> _Text section_:
* Begin *
I found a completely different answer to this question, the whole original question makes no sense anymore. However, the answer way be useful, so I modify it a bit...
I want to sum up three double numbers, say a, b, and c, in the most numerically stable way possible.
I think using a Kahan Sum would be the way to go.
However, a strange thought occured to me: Would it make sense to:
a, b, and c and remember the (absolute value of the) compensation.a, c, bb, a, c and other permutations of the numbers.Would I get a more "stable" Addition of three numbers this way? Or does the order of numbers in the sum have no (use-able) impact on the compensation left at the end of the Summation? With (use-able) I mean to ask whether the compensation value itself is stable enough to contain Information that I can use?
(I am using the Java programming language, although I think this does not matter here.)
Many thanks, Thomas.
I think I found a much more reliable way to solve the "Add 3" (or "Add 4" or "Add N" numbers problem.
* End *
> _Entries from a point annotation set_:
* Begin *
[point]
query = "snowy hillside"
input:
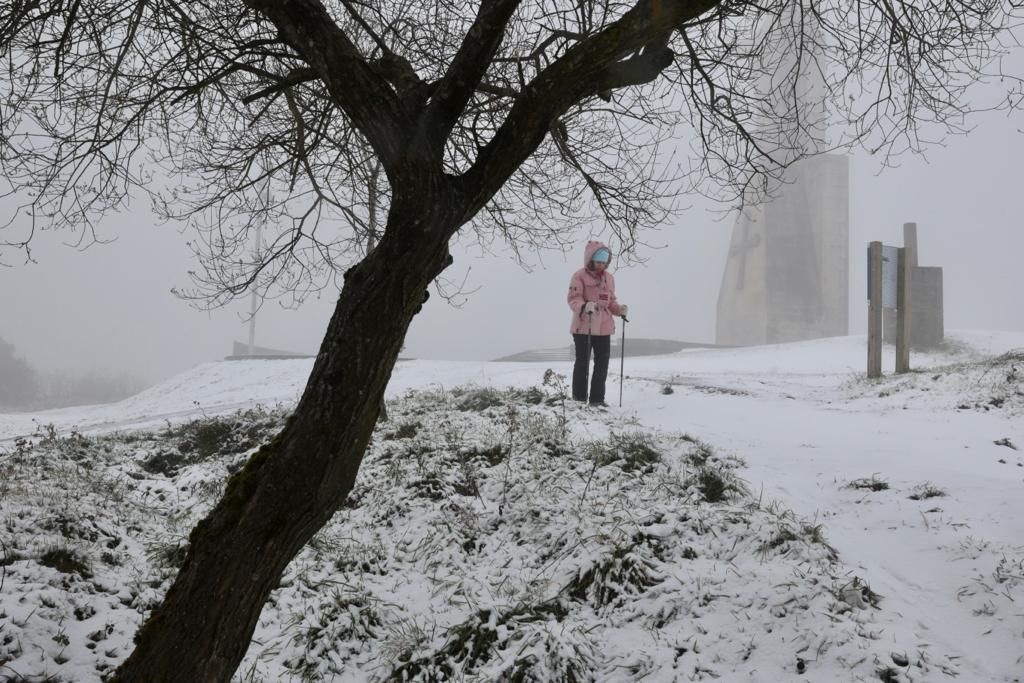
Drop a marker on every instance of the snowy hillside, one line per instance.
(748, 515)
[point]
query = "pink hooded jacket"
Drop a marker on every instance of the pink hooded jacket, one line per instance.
(587, 285)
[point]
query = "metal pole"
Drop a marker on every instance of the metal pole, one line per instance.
(903, 328)
(622, 363)
(875, 309)
(590, 332)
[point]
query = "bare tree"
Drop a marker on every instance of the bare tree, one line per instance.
(517, 120)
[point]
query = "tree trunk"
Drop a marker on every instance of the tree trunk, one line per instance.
(293, 485)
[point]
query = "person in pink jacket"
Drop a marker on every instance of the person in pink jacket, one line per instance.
(592, 298)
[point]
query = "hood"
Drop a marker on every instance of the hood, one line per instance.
(588, 253)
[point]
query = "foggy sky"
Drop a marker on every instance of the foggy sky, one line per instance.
(109, 307)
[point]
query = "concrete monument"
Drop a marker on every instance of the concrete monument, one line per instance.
(786, 276)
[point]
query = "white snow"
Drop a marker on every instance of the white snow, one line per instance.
(802, 418)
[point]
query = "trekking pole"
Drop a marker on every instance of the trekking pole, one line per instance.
(590, 332)
(622, 363)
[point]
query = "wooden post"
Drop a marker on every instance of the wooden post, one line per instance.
(904, 266)
(875, 310)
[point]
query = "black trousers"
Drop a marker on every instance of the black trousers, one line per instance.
(601, 346)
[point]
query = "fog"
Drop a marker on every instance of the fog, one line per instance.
(109, 308)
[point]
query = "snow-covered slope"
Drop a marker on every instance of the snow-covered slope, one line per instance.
(558, 551)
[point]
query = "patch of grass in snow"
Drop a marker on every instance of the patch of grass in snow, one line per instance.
(926, 491)
(66, 560)
(487, 545)
(632, 452)
(868, 483)
(625, 572)
(208, 437)
(526, 643)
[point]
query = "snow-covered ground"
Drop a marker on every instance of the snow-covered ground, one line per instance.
(558, 550)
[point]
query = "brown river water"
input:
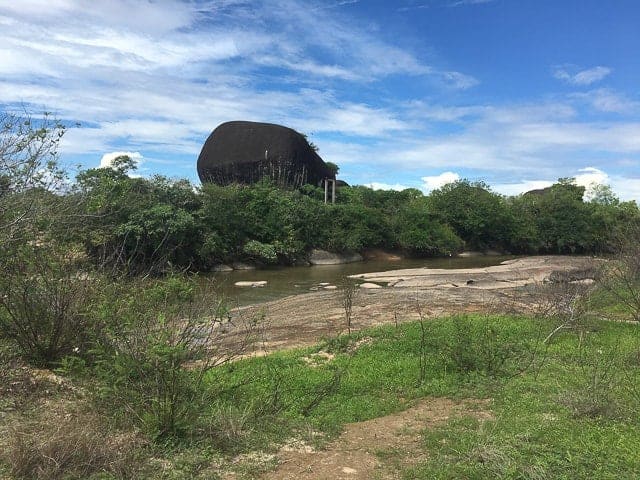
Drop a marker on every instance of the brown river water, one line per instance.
(286, 281)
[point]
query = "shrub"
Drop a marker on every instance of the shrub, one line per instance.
(44, 304)
(477, 345)
(158, 344)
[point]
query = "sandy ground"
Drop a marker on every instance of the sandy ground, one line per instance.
(374, 449)
(302, 320)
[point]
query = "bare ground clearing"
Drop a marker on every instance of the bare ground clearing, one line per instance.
(374, 449)
(303, 320)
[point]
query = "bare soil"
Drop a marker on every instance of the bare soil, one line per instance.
(303, 320)
(374, 449)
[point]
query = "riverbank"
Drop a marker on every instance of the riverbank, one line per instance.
(304, 319)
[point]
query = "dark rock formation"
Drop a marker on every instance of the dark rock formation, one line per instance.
(245, 152)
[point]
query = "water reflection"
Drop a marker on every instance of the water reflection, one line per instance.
(285, 281)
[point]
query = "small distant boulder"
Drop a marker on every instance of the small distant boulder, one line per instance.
(243, 266)
(322, 257)
(258, 283)
(221, 268)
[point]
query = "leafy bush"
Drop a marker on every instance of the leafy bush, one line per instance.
(159, 341)
(477, 345)
(260, 252)
(45, 303)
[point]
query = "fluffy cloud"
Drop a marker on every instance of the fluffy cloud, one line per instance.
(386, 186)
(583, 77)
(437, 181)
(107, 159)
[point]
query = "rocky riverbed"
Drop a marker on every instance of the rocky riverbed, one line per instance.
(306, 318)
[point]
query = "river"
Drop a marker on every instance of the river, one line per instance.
(285, 281)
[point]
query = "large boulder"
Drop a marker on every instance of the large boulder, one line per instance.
(245, 152)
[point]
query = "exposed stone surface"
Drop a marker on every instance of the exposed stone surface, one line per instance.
(512, 273)
(243, 266)
(259, 283)
(322, 257)
(221, 268)
(301, 320)
(246, 152)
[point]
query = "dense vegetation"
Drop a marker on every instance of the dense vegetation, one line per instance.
(146, 223)
(149, 383)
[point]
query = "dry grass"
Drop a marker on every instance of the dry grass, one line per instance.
(68, 445)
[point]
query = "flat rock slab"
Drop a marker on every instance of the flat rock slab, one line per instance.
(511, 273)
(322, 257)
(259, 283)
(304, 319)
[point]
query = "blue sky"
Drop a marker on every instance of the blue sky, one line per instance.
(410, 93)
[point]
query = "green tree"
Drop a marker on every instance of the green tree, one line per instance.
(477, 215)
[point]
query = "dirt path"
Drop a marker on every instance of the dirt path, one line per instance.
(374, 449)
(304, 319)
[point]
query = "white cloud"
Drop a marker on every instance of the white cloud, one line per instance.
(583, 77)
(437, 181)
(386, 186)
(107, 159)
(626, 188)
(606, 100)
(521, 187)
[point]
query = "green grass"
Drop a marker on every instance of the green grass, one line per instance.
(566, 410)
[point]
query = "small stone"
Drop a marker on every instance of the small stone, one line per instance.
(221, 268)
(243, 266)
(259, 283)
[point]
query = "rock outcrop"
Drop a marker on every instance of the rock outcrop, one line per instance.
(246, 152)
(322, 257)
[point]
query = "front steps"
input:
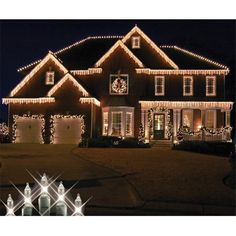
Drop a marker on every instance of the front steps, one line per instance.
(161, 143)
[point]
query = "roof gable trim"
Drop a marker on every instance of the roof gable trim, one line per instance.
(63, 80)
(28, 77)
(151, 43)
(119, 43)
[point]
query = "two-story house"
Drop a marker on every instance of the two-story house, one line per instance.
(119, 85)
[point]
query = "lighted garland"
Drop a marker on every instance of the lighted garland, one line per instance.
(40, 117)
(203, 130)
(4, 129)
(168, 130)
(59, 116)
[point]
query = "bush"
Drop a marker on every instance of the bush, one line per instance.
(132, 143)
(215, 148)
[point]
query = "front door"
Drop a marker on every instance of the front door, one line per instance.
(159, 126)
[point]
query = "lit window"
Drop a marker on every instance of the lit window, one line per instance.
(188, 86)
(50, 77)
(187, 119)
(210, 119)
(116, 123)
(210, 86)
(159, 85)
(128, 130)
(105, 123)
(136, 42)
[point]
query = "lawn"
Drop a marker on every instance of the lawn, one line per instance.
(128, 178)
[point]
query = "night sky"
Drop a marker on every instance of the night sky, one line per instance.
(23, 42)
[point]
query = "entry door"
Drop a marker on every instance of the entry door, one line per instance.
(159, 126)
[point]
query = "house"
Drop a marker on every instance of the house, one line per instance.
(124, 86)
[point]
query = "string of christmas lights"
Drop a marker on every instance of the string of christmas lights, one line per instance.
(60, 116)
(119, 43)
(63, 80)
(187, 104)
(25, 116)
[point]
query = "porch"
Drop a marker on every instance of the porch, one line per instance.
(187, 120)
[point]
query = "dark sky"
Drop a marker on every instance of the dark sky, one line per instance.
(22, 42)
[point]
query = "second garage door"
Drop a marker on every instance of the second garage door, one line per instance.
(67, 130)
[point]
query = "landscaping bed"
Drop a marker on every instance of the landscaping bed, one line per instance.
(214, 148)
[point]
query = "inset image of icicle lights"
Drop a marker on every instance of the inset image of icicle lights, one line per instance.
(53, 199)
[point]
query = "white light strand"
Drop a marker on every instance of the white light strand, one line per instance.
(90, 71)
(63, 80)
(71, 46)
(60, 116)
(149, 71)
(90, 100)
(27, 100)
(119, 43)
(152, 44)
(186, 104)
(40, 117)
(196, 55)
(26, 79)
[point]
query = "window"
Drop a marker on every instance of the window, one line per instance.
(105, 123)
(188, 86)
(136, 42)
(116, 123)
(210, 86)
(187, 119)
(210, 119)
(49, 78)
(128, 129)
(159, 85)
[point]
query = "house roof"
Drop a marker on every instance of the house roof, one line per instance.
(86, 53)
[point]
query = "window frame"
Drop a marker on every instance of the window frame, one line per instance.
(185, 78)
(192, 120)
(207, 86)
(47, 81)
(214, 121)
(134, 40)
(163, 86)
(130, 124)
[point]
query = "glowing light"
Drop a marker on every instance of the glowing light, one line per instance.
(197, 56)
(27, 100)
(59, 116)
(149, 71)
(151, 43)
(90, 71)
(24, 116)
(186, 104)
(119, 43)
(63, 80)
(90, 100)
(27, 78)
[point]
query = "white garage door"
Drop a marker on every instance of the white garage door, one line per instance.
(28, 130)
(67, 130)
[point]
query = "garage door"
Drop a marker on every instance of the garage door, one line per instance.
(28, 130)
(67, 130)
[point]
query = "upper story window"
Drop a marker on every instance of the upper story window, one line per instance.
(135, 42)
(188, 86)
(210, 86)
(159, 85)
(49, 80)
(119, 84)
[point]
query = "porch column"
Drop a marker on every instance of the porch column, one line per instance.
(203, 117)
(176, 121)
(146, 129)
(227, 118)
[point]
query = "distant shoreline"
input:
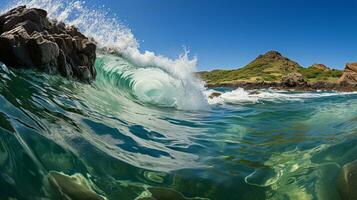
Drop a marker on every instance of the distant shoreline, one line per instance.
(310, 86)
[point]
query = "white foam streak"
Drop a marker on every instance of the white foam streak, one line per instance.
(112, 36)
(240, 96)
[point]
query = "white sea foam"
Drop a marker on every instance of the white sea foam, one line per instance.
(240, 96)
(112, 36)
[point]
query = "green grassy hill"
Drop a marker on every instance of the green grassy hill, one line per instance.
(270, 67)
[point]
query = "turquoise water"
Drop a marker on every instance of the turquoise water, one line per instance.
(121, 140)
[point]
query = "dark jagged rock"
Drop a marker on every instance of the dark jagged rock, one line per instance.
(28, 39)
(166, 194)
(349, 76)
(293, 80)
(347, 183)
(214, 95)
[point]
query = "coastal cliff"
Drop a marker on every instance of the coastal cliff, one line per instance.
(30, 40)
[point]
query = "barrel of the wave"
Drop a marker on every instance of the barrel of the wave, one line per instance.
(149, 85)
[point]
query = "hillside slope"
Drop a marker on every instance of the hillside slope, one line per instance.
(270, 67)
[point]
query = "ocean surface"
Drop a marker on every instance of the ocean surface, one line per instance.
(147, 122)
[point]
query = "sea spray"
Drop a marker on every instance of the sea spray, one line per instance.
(184, 89)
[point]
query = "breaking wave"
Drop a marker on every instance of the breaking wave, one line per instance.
(155, 79)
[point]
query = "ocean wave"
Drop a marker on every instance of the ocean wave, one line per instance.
(184, 90)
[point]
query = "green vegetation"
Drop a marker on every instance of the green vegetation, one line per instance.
(270, 67)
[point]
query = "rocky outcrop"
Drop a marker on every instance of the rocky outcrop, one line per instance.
(28, 39)
(347, 183)
(293, 80)
(349, 76)
(321, 67)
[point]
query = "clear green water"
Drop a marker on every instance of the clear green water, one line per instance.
(290, 146)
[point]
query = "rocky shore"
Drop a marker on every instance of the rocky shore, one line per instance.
(295, 81)
(30, 40)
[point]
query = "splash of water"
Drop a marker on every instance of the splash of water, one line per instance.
(114, 37)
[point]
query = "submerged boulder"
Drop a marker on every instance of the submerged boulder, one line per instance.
(349, 76)
(74, 187)
(28, 39)
(347, 183)
(293, 80)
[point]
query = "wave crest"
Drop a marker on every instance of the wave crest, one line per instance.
(111, 36)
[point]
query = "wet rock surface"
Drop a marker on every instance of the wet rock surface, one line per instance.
(30, 40)
(349, 76)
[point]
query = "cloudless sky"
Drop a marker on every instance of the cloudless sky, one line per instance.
(231, 33)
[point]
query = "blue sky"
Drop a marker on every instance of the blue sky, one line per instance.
(231, 33)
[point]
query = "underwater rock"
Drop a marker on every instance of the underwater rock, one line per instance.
(349, 76)
(347, 183)
(158, 193)
(214, 94)
(28, 39)
(72, 187)
(293, 79)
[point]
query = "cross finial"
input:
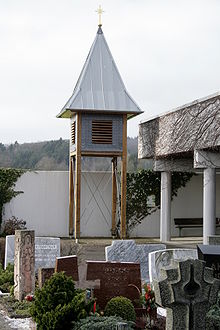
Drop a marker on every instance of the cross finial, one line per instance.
(100, 11)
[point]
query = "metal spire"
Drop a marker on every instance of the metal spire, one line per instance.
(100, 11)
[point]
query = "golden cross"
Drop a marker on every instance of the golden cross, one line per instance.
(100, 11)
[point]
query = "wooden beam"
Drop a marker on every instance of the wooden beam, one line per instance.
(124, 178)
(101, 153)
(71, 196)
(114, 194)
(78, 176)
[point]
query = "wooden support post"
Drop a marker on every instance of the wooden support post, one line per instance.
(71, 195)
(114, 194)
(78, 177)
(124, 177)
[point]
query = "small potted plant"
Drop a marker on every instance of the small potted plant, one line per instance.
(148, 300)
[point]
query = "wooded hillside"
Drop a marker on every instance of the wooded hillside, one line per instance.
(54, 155)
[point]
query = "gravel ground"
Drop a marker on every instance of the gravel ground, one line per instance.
(20, 324)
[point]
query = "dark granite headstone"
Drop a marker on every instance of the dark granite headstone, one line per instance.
(68, 265)
(211, 255)
(43, 275)
(116, 279)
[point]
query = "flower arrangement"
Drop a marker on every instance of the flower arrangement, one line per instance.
(149, 299)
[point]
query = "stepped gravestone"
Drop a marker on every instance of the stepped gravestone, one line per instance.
(69, 265)
(47, 249)
(186, 289)
(116, 279)
(164, 258)
(129, 251)
(24, 274)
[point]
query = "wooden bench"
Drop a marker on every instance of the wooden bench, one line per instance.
(191, 223)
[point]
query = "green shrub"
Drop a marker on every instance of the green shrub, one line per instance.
(121, 306)
(57, 304)
(12, 224)
(100, 323)
(6, 278)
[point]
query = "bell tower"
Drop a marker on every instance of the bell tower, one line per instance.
(98, 111)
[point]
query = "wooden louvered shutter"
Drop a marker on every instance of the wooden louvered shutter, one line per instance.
(73, 132)
(102, 131)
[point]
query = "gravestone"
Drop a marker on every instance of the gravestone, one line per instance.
(214, 240)
(46, 251)
(68, 265)
(24, 275)
(43, 275)
(116, 279)
(129, 251)
(211, 255)
(164, 258)
(186, 289)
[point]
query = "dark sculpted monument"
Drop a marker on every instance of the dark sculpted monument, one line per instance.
(186, 290)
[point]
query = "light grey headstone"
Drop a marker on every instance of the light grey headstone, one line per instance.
(129, 251)
(164, 258)
(24, 277)
(47, 249)
(214, 240)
* End *
> _Problem set_:
(1) In the forum post on summing three doubles, why does the writer revise the post instead of dropping it? Answer in one to three sentences.
(2) Carry on the forum post on summing three doubles from its last sentence.
These entries have no connection to the forum post on summing three doubles.

> _Final answers_:
(1) The writer found a completely different answer that makes the original question no longer make sense. The post is still modified and kept because that answer may be useful.

(2)
First of all, I implemented my idea from the original post. It resulted into quite some big code which seemed, initially, to work. However, it failed in the following case: add Double.MAX_VALUE, 1, and -Double.MAX_VALUE. The result was 0.
@njuffa's comments inspired me dig somewhat deeper and at http://code.activestate.com/recipes/393090-binary-floating-point-summation-accurate-to-full-p/, I found that in Python, this problem has been solved quite nicely. To see the full code, I downloaded the Python source (Python 3.5.1rc1 - 2015-11-23) from https://www.python.org/getit/source/, where we can find the following method (under PYTHON SOFTWARE FOUNDATION LICENSE VERSION 2):
static PyObject*
math_fsum(PyObject *self, PyObject *seq)
{
PyObject *item, *iter, *sum = NULL;
Py_ssize_t i, j, n = 0, m = NUM_PARTIALS;
double x, y, t, ps[NUM_PARTIALS], *p = ps;
double xsave, special_sum = 0.0, inf_sum = 0.0;
volatile double hi, yr, lo;
iter = PyObject_GetIter(seq);
if (iter == NULL)
return NULL;
PyFPE_START_PROTECT("fsum", Py_DECREF(iter); return NULL)
for(;;) { /* for x in iterable */
assert(0 <= n && n <= m);
assert((m == NUM_PARTIALS && p == ps) ||
(m > NUM_PARTIALS && p != NULL));
item = PyIter_Next(iter);
if (item == NULL) {
if (PyErr_Occurred())
goto _fsum_error;
break;
}
x = PyFloat_AsDouble(item);
Py_DECREF(item);
if (PyErr_Occurred())
goto _fsum_error;
xsave = x;
for (i = j = 0; j < n; j++) { /* for y in partials */
y = p[j];
if (fabs(x) < fabs(y)) {
t = x; x = y; y = t;
}
hi = x + y;
yr = hi - x;
lo = y - yr;
if (lo != 0.0)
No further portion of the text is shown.